GIVEN PASSAGE –
6. Yes, Hollywood is still butch-phobic.

But a lot of queers seem to be femme-on-femme phobic. Or whatever-on-whatever phobic. Or we-don’t-know-what on we don’t-know-what-phobic. To read Nic and Jules within a failed butch-femme configuration is to reassert the centrality of their whiteness, and to uphold the standards of masculinity and femininity that adhere to whiteness and its particular aesthetics of gender presentation. Butch-femme is of course a multiply racialized gender formation with varied histories, but it is often in service, if not indebted to, whiteness. Perhaps Cholodenko shirked from a certain responsibility to redress a lack of variety in butch representation, but in the case of The Kids are All Right it might have actually worked to underscore her critique of masculinity. Part of what may feel unsatisfying, uncomfortable or not toothsome enough about The Kids are All Right is that it critiques masculinity while letting “actual” men get away with too much (especially the interloping bio-man embodied by Paul). The Kids are All Right critiques masculinity regardless of its (un)successful embodiments—e.g. Nic’s/Benning’s “failed” butch aesthetics—by reminding us how much the power and coercive force of masculinity, even female masculinity, can have very little to do with hair, clothes, make-up or a lack thereof, but everything to do with money, career, ambition and the performance of paternity.

DATA –
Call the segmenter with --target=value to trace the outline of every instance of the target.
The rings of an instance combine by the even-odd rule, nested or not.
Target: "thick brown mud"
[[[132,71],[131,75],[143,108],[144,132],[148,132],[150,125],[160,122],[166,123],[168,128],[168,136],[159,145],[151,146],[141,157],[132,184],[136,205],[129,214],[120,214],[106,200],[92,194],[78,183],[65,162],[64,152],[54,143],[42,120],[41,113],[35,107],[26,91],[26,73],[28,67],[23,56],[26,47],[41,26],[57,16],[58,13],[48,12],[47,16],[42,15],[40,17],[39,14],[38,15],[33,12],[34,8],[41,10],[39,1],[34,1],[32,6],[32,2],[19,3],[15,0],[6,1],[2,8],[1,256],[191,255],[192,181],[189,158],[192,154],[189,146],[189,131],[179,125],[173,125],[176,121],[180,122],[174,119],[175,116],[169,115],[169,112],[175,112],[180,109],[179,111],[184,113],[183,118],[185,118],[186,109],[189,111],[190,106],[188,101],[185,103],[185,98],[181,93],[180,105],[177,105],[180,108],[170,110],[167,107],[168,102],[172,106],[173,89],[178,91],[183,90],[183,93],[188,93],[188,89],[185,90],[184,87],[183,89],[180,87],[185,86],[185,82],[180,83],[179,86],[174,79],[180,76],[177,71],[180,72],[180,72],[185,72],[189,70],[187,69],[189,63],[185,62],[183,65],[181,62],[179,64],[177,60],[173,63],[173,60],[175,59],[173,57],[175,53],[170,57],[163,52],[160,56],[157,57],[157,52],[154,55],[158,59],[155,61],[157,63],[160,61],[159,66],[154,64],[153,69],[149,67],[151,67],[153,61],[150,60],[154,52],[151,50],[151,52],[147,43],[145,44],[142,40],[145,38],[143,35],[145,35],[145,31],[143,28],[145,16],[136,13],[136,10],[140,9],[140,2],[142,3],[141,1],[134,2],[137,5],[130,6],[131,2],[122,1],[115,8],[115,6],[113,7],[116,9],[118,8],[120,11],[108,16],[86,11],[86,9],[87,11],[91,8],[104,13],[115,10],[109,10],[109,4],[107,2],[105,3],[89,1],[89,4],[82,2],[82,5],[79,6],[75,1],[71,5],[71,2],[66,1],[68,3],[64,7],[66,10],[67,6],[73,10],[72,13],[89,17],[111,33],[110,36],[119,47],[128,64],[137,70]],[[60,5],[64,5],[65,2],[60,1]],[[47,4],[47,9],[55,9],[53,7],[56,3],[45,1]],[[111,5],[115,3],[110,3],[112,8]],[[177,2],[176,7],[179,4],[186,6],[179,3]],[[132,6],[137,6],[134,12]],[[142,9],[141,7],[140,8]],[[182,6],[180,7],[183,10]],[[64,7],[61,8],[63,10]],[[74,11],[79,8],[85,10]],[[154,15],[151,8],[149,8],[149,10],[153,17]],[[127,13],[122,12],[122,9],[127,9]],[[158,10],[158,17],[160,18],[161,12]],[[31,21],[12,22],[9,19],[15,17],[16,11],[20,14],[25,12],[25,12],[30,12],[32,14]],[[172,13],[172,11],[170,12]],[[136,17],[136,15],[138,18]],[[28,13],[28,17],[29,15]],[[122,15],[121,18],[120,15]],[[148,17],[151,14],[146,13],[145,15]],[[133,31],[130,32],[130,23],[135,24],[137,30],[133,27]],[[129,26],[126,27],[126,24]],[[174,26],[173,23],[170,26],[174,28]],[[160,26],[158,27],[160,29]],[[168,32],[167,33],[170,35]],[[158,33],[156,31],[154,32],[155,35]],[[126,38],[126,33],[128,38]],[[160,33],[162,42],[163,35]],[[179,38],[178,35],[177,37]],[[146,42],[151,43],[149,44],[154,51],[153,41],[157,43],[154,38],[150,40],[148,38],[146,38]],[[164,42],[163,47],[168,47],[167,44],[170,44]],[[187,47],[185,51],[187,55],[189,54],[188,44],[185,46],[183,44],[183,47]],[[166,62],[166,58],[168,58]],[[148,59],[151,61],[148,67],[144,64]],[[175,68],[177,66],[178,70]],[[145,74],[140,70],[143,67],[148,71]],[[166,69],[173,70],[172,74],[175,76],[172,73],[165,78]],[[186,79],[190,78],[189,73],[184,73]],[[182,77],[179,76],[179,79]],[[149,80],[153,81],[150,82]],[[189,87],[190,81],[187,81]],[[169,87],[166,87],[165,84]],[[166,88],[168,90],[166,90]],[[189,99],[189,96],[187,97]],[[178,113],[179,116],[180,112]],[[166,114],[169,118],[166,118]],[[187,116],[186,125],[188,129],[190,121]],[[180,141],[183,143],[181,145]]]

REQUEST 1 – According to the commentary on The Kids are All Right, the power and coercive force of masculinity has everything to do with which things? List each one.
REQUEST 2 –
Decide whether each statement agrees with the commentary on The Kids are All Right. Answer yes or no and quote the words that settle it.
(a) Hollywood is no longer butch-phobic.
(b) Butch-femme has varied histories and is a multiply racialized gender formation.
(c) The film lets "actual" men get away with too much.
REQUEST 3 – Write the next paragraph of the commentary on The Kids are All Right.

TASK RESPONSE 1 –
- money
- career
- ambition
- the performance of paternity

TASK RESPONSE 2 –
(a) No: "Yes, Hollywood is still butch-phobic."
(b) Yes: "Butch-femme is of course a multiply racialized gender formation with varied histories"
(c) Yes: "it critiques masculinity while letting “actual” men get away with too much"

TASK RESPONSE 3 –
***

The Kids are All Right is, as we said at the outset, an ugly film. Or rather, it reveals the ugliness at the heart of queer and bourgeois-boheme fantasies about being different, and yet not. Nic and Jules may have formed an “alternative” family, but it still functions to securitize, protect and police the very notion of “family” itself. Paul may be a nice, quirky guy—an reconstituted, “alterna-dude” who grows organic veggies and runs a green, locally-sourced restaurant—but none of that means he isn’t a total douche. He’s still a bio-man who benefits from all the accommodations the world makes for “creative” guys like him; from the discarded people of color in the film with whom he professes to be “down,” to the lesbians who never quite banished the power of masculinity from their own lived structure. In the end, we aren’t supposed to like these people or by extension and implication, ourselves, very much.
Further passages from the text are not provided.